■ CHALLENGE 1 ■
From the listing below, reproduce verbatim every line between the one containing "tag the dog's left" and the one containing "<point>96,135</point>", inclusive.

■ DOCUMENT TEXT ■
_ _ _

Amex Credit Default Prediction: 5-Fold Cross-Validation Model Training

This code block demonstrates a 5-fold cross-validation approach for training a model to predict Amex credit default. It assumes the following:

TRAIN_MODEL is a boolean flag indicating whether to train the model or load pre-trained weights.
PATH_TO_DATA points to the directory containing the training data (data_{k}.npy and targets_{k}.pqt files for each fold).
PATH_TO_MODEL indicates the location to save the trained model weights.
build_model() is a function that defines the model architecture.
amex_metric_mod() is a function to calculate the Amex metric.
LR is a learning rate scheduler or other callback.

Workflow:

Training (if TRAIN_MODEL is True):
- For each fold (5 total):
  - Read training and validation data from disk.
  - Build and train the model using build_model().
  - Predict on the validation set.
  - Calculate fold-specific CV score using amex_metric_mod().
  - Concatenate true and oof predictions for overall CV calculation.
Overall CV Score:
- After training all folds, calculate and print the overall CV score using amex_metric_mod() on the concatenated true and oof predictions.
Clean Up:
- Clear the session (K.clear_session()) and garbage collect to free memory.

Code:

if TRAIN_MODEL:
    # SAVE TRUE AND OOF
    true = np.array([])
    oof = np.array([])

_ _ _

■ EXERCISE MATERIAL ■
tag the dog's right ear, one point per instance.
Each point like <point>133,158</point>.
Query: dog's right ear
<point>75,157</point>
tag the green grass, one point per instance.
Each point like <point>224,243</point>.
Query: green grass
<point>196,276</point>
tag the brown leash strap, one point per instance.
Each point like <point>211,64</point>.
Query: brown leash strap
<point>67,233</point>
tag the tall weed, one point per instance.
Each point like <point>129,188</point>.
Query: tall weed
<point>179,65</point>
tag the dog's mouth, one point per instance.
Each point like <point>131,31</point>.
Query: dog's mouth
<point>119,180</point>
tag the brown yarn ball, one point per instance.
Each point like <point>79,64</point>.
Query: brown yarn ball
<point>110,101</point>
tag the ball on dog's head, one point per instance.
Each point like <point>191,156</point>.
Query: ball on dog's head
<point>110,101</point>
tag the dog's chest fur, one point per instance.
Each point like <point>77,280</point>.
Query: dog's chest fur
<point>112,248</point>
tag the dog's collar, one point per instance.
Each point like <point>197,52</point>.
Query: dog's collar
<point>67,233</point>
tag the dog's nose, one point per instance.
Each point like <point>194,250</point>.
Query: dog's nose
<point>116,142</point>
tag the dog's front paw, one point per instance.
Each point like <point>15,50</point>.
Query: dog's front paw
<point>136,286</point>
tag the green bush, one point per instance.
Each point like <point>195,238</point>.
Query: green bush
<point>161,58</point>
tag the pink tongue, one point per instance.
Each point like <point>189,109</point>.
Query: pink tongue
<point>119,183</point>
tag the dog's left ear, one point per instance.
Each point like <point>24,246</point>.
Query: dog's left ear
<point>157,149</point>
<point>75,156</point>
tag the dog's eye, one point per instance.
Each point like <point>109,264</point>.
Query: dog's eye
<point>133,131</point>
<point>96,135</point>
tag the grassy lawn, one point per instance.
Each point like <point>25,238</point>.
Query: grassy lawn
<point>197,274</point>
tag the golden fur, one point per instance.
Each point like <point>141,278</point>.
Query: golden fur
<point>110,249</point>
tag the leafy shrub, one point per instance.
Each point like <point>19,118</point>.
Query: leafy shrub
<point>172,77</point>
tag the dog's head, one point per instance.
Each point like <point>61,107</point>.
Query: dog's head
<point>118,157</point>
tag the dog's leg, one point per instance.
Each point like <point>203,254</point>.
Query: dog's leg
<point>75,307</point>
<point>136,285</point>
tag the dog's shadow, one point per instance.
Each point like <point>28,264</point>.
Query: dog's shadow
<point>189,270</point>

_ _ _

■ CHALLENGE 2 ■
Transcribe the portion of the cross-validation text above between "build_model() is a" and "the validation set.", inclusive.

■ WORKED SOLUTION 1 ■
tag the dog's left ear, one point per instance.
Each point like <point>24,246</point>.
Query: dog's left ear
<point>157,149</point>
<point>75,156</point>
tag the dog's eye, one point per instance.
Each point like <point>109,264</point>.
Query: dog's eye
<point>133,131</point>
<point>96,135</point>

■ WORKED SOLUTION 2 ■
build_model() is a function that defines the model architecture.
amex_metric_mod() is a function to calculate the Amex metric.
LR is a learning rate scheduler or other callback.

Workflow:

Training (if TRAIN_MODEL is True):
- For each fold (5 total):
  - Read training and validation data from disk.
  - Build and train the model using build_model().
  - Predict on the validation set.